DIRECTION:
Locate every line in the items below that contains the word "figure", and copy each such line. Letter case matters.
· · · · · · ·
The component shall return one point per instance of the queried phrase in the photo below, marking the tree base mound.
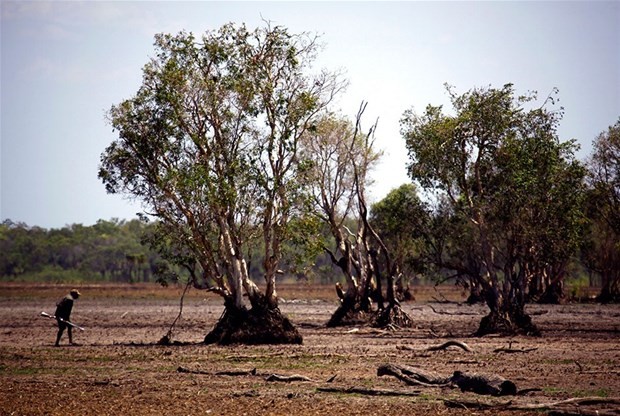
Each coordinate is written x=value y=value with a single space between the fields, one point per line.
x=495 y=323
x=392 y=316
x=347 y=316
x=253 y=327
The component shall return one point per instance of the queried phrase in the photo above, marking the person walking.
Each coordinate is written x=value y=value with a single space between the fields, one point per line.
x=63 y=314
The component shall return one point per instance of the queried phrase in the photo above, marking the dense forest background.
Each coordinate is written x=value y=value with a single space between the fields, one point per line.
x=108 y=251
x=118 y=251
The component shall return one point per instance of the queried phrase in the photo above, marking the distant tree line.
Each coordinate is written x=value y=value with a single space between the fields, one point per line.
x=109 y=251
x=112 y=251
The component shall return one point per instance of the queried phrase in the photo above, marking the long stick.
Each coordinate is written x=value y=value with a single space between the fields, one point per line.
x=47 y=315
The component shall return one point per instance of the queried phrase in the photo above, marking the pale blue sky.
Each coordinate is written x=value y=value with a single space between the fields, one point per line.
x=64 y=64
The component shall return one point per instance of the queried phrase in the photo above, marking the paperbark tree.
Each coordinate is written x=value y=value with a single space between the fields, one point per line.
x=602 y=252
x=209 y=144
x=503 y=169
x=341 y=160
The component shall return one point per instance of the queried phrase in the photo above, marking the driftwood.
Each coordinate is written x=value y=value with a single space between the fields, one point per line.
x=251 y=372
x=367 y=392
x=413 y=376
x=287 y=379
x=477 y=383
x=556 y=408
x=451 y=343
x=514 y=350
x=444 y=346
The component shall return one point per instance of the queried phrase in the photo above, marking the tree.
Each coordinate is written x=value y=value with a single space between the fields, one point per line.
x=337 y=177
x=209 y=144
x=401 y=220
x=603 y=247
x=504 y=170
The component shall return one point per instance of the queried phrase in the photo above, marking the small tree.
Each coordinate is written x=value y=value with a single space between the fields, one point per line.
x=401 y=220
x=209 y=144
x=603 y=249
x=503 y=169
x=338 y=175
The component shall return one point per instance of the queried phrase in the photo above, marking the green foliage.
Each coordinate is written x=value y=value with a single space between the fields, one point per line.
x=209 y=144
x=601 y=248
x=517 y=189
x=401 y=220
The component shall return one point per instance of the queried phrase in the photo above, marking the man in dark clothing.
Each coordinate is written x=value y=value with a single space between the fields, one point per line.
x=63 y=314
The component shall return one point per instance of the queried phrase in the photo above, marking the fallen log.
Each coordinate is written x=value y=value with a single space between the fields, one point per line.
x=413 y=376
x=554 y=408
x=451 y=343
x=287 y=379
x=251 y=372
x=481 y=384
x=444 y=346
x=367 y=392
x=514 y=350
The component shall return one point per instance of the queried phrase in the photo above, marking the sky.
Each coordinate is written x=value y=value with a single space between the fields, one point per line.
x=64 y=64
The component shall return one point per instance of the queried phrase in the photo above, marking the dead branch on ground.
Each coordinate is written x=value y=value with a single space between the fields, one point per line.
x=287 y=379
x=481 y=384
x=367 y=392
x=445 y=345
x=555 y=408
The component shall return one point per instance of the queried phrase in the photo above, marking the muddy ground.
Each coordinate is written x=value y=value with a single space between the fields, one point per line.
x=116 y=369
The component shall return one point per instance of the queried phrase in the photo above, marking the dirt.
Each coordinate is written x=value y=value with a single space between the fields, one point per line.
x=118 y=369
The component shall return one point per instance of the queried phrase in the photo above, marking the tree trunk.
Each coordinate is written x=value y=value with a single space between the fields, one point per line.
x=506 y=317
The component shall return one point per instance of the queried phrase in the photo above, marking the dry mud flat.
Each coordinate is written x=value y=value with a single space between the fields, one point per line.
x=117 y=370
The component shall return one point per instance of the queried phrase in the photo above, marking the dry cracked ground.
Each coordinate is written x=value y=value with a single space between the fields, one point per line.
x=116 y=368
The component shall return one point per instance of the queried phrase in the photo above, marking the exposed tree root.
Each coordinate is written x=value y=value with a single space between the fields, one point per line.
x=515 y=324
x=347 y=316
x=392 y=316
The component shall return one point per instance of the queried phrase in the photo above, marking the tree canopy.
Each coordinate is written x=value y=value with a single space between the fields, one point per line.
x=501 y=166
x=209 y=144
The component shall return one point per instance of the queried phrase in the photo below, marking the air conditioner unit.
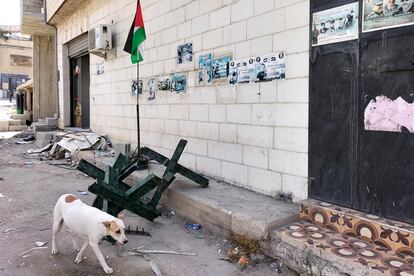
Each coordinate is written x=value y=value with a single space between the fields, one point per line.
x=100 y=40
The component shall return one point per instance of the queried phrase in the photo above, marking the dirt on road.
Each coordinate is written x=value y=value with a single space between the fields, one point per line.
x=29 y=189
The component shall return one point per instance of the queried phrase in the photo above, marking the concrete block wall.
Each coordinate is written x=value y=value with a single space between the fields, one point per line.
x=252 y=135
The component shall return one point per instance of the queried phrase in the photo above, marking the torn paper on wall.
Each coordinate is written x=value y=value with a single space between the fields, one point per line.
x=384 y=114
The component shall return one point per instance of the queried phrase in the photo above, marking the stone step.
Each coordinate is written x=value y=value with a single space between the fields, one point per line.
x=394 y=235
x=221 y=208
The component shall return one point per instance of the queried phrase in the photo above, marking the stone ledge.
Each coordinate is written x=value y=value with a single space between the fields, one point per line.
x=309 y=260
x=220 y=208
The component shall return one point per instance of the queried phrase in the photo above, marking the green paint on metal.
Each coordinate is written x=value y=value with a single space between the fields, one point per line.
x=114 y=195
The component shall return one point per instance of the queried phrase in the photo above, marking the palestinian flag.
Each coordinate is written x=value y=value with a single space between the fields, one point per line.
x=136 y=36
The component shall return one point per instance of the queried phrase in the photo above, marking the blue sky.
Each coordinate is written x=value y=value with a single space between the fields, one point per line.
x=9 y=12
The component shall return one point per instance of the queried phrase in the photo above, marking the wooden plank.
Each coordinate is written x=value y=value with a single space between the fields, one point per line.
x=199 y=179
x=143 y=187
x=109 y=193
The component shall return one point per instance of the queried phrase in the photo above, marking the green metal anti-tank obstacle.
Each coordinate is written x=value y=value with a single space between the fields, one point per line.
x=114 y=195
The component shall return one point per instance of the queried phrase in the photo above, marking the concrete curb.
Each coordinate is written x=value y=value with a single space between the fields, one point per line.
x=220 y=208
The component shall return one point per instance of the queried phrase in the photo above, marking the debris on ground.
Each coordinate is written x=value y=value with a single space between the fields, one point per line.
x=68 y=144
x=137 y=231
x=82 y=192
x=276 y=266
x=30 y=250
x=29 y=138
x=243 y=251
x=168 y=252
x=169 y=214
x=243 y=262
x=74 y=142
x=194 y=226
x=154 y=266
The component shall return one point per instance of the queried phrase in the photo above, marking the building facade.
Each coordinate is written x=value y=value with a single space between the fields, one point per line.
x=16 y=66
x=253 y=135
x=33 y=23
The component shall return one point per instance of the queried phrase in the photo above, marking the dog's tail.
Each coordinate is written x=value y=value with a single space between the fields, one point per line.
x=57 y=212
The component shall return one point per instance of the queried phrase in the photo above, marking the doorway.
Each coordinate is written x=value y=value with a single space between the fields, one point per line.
x=79 y=92
x=350 y=164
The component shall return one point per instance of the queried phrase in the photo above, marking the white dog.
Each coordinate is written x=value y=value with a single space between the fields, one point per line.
x=88 y=222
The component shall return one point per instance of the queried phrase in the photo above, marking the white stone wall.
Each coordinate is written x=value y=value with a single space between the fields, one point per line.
x=252 y=135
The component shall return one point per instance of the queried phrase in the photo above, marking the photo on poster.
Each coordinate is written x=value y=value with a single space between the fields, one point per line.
x=385 y=114
x=134 y=87
x=100 y=69
x=185 y=53
x=152 y=87
x=233 y=74
x=385 y=14
x=178 y=83
x=270 y=67
x=221 y=67
x=164 y=83
x=335 y=25
x=242 y=71
x=205 y=73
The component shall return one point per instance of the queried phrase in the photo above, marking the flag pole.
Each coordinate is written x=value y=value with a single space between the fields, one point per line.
x=138 y=124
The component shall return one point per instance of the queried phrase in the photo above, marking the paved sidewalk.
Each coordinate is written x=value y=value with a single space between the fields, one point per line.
x=29 y=189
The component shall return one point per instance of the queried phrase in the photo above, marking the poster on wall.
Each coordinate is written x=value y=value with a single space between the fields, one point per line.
x=335 y=25
x=178 y=83
x=384 y=114
x=205 y=73
x=164 y=83
x=152 y=87
x=385 y=14
x=242 y=71
x=135 y=87
x=100 y=68
x=270 y=67
x=185 y=53
x=221 y=67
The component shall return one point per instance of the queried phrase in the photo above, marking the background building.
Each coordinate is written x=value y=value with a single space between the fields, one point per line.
x=34 y=24
x=16 y=53
x=253 y=135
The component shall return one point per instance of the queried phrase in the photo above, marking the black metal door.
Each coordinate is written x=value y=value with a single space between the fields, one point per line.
x=332 y=86
x=386 y=159
x=368 y=170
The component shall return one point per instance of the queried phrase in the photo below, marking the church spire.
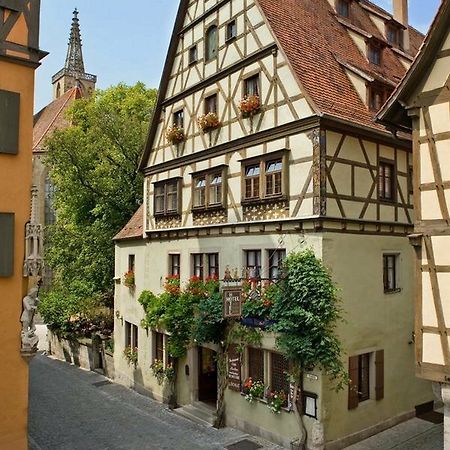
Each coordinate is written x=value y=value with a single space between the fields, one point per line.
x=73 y=73
x=74 y=59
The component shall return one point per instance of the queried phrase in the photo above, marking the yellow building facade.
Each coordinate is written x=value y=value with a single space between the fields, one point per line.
x=19 y=57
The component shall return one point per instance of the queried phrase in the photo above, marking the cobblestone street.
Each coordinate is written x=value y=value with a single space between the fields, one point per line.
x=70 y=409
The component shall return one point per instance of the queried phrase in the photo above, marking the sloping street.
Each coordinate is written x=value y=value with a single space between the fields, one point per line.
x=72 y=409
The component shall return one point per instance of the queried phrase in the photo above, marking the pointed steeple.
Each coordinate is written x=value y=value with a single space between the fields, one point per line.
x=73 y=73
x=74 y=59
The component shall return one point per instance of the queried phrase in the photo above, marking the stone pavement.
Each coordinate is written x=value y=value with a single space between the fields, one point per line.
x=415 y=434
x=72 y=409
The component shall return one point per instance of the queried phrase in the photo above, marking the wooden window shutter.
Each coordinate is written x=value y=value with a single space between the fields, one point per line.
x=6 y=244
x=379 y=374
x=353 y=370
x=9 y=122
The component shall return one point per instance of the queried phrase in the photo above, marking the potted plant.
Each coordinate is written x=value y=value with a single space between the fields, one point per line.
x=276 y=400
x=175 y=134
x=253 y=389
x=128 y=279
x=250 y=105
x=131 y=355
x=208 y=122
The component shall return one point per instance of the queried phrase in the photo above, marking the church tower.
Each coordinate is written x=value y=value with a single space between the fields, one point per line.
x=73 y=73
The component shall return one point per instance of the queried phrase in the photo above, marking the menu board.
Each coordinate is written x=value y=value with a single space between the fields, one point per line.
x=234 y=369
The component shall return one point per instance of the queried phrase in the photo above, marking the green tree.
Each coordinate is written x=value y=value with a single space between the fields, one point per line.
x=93 y=166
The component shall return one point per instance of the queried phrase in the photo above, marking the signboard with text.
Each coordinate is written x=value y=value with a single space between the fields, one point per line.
x=232 y=302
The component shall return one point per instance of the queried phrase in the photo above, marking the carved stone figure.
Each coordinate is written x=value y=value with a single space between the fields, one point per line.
x=29 y=338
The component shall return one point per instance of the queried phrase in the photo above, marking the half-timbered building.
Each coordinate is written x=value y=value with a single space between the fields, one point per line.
x=421 y=104
x=19 y=58
x=264 y=142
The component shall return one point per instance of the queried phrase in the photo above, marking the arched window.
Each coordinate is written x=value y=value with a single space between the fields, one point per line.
x=49 y=210
x=211 y=43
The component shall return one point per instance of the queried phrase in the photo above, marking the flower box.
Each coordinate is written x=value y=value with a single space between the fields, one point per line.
x=250 y=105
x=175 y=134
x=255 y=322
x=208 y=122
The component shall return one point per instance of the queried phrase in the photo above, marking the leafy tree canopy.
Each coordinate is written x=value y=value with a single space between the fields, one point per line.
x=93 y=166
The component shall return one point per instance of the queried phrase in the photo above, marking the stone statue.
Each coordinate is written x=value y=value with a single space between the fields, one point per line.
x=29 y=338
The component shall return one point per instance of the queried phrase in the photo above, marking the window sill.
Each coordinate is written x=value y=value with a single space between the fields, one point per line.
x=393 y=291
x=263 y=201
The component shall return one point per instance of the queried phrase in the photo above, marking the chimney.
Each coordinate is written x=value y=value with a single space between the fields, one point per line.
x=401 y=15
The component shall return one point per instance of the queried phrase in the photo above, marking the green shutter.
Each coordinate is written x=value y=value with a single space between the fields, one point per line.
x=6 y=244
x=9 y=122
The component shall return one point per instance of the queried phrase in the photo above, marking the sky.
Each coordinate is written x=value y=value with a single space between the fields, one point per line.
x=129 y=43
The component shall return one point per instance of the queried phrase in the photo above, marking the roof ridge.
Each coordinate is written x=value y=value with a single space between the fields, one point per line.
x=74 y=89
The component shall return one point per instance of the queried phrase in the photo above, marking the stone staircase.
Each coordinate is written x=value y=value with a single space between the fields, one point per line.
x=198 y=412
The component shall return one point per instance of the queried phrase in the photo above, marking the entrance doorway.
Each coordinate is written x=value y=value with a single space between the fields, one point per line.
x=207 y=375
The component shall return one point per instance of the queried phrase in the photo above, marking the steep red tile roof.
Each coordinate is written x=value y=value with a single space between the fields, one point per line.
x=318 y=45
x=52 y=117
x=134 y=228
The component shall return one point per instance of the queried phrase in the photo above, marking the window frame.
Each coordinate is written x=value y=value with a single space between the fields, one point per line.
x=245 y=84
x=340 y=4
x=178 y=118
x=382 y=196
x=229 y=37
x=394 y=257
x=164 y=184
x=209 y=175
x=261 y=162
x=193 y=55
x=174 y=264
x=211 y=57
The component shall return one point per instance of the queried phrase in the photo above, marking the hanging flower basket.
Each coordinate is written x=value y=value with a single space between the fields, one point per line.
x=175 y=134
x=128 y=279
x=250 y=105
x=208 y=122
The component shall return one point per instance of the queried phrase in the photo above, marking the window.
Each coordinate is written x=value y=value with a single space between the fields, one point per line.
x=49 y=210
x=131 y=263
x=193 y=55
x=178 y=118
x=253 y=263
x=9 y=122
x=374 y=54
x=208 y=190
x=390 y=282
x=174 y=264
x=211 y=104
x=166 y=199
x=366 y=373
x=131 y=335
x=256 y=364
x=252 y=175
x=263 y=179
x=386 y=181
x=251 y=85
x=273 y=177
x=343 y=8
x=394 y=35
x=158 y=347
x=231 y=30
x=276 y=258
x=213 y=265
x=279 y=373
x=197 y=265
x=211 y=43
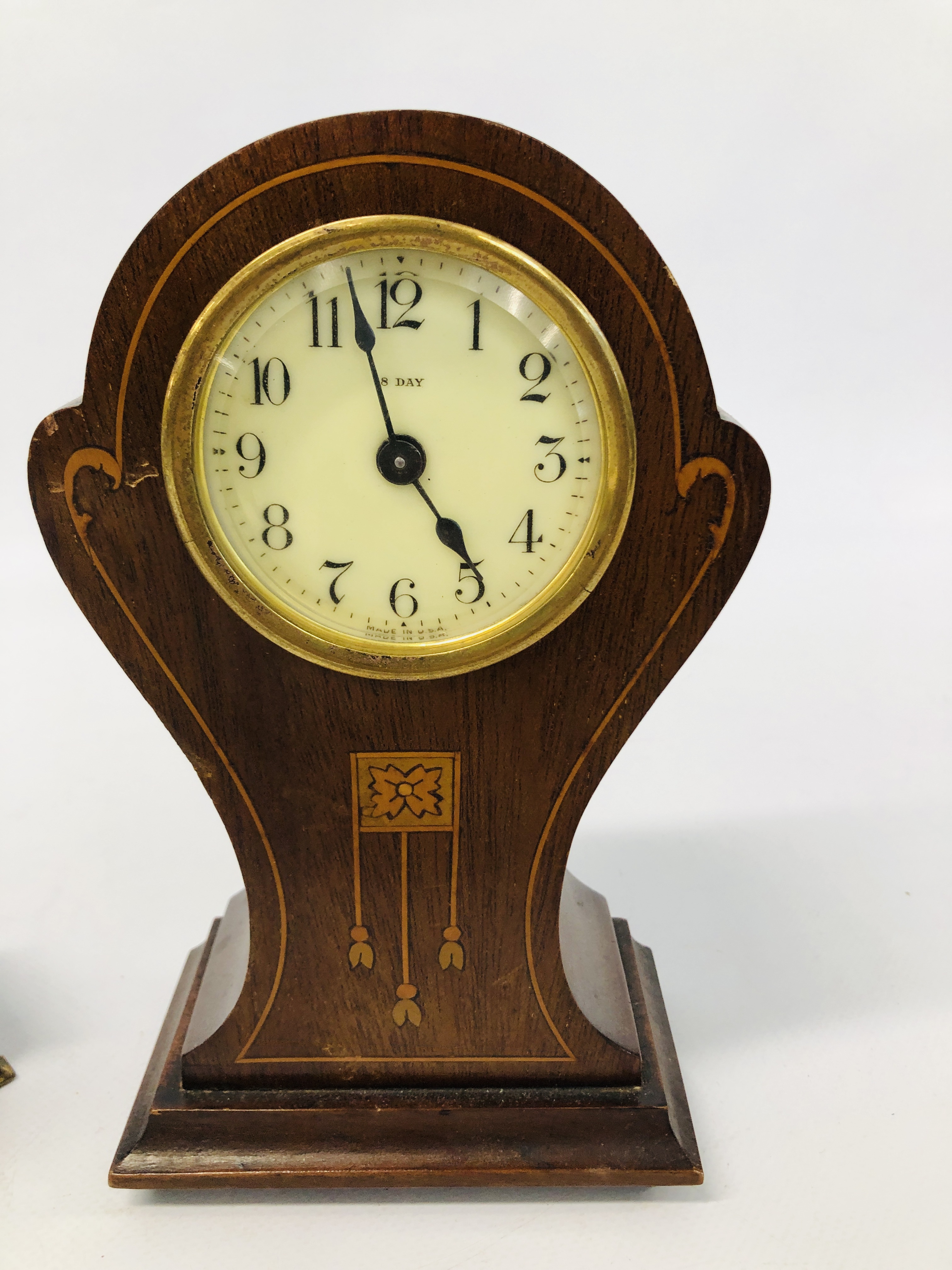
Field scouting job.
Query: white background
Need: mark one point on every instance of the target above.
(779, 830)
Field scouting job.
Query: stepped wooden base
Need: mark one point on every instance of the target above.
(439, 1137)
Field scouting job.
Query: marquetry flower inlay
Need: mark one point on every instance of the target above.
(418, 790)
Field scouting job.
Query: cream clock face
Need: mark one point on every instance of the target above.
(400, 451)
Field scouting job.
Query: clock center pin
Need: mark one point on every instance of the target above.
(402, 460)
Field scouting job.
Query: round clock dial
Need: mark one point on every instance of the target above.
(411, 445)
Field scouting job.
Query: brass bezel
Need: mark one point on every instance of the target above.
(207, 544)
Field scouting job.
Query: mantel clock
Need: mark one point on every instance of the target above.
(400, 491)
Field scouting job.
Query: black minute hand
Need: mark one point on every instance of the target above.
(449, 533)
(366, 340)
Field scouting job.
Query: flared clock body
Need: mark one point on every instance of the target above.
(400, 489)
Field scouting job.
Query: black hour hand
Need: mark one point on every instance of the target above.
(452, 536)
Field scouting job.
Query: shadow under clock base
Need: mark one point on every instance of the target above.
(638, 1136)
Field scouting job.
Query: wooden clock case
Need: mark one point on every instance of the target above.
(454, 1052)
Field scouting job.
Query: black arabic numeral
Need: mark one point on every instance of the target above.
(343, 567)
(550, 454)
(315, 326)
(535, 380)
(469, 573)
(258, 458)
(276, 523)
(526, 529)
(407, 305)
(266, 381)
(405, 595)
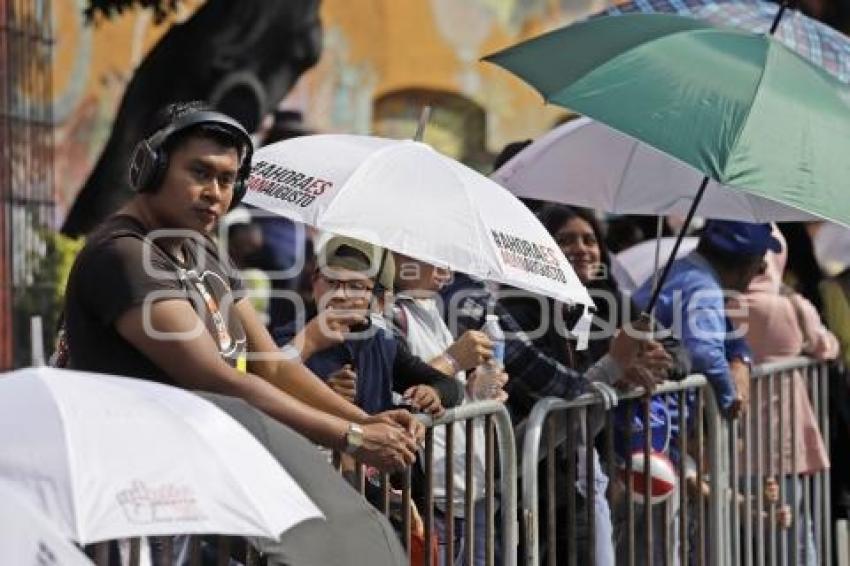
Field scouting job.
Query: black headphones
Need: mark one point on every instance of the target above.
(150, 161)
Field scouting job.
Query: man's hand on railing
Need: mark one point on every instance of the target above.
(401, 418)
(472, 349)
(425, 399)
(648, 364)
(387, 447)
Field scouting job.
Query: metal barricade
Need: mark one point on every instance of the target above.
(709, 520)
(784, 514)
(496, 420)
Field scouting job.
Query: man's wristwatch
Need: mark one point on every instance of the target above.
(353, 438)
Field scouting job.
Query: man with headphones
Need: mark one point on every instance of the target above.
(151, 296)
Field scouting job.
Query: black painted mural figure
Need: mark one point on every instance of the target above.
(243, 57)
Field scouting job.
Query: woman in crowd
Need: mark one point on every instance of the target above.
(781, 324)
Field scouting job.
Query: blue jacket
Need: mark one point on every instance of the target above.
(691, 304)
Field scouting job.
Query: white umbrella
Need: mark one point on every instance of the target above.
(831, 244)
(28, 538)
(407, 197)
(586, 163)
(638, 261)
(109, 458)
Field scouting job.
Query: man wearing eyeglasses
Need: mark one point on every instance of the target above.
(348, 345)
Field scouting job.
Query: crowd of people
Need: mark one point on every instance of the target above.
(342, 341)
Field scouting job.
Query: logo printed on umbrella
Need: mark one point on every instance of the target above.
(529, 256)
(145, 504)
(286, 184)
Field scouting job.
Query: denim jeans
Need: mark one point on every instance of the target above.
(479, 539)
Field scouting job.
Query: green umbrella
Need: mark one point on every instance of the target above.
(737, 106)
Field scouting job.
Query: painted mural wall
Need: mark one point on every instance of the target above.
(383, 58)
(92, 64)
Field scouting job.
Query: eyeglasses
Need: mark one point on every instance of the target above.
(349, 287)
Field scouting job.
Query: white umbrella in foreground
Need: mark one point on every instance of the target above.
(109, 458)
(28, 538)
(407, 197)
(831, 245)
(586, 163)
· · · · · · ·
RIGHT ANSWER:
The component shall return one point per instance of the queried phrase in the photo above, marking the carved stone figure.
Query: black painted mural figure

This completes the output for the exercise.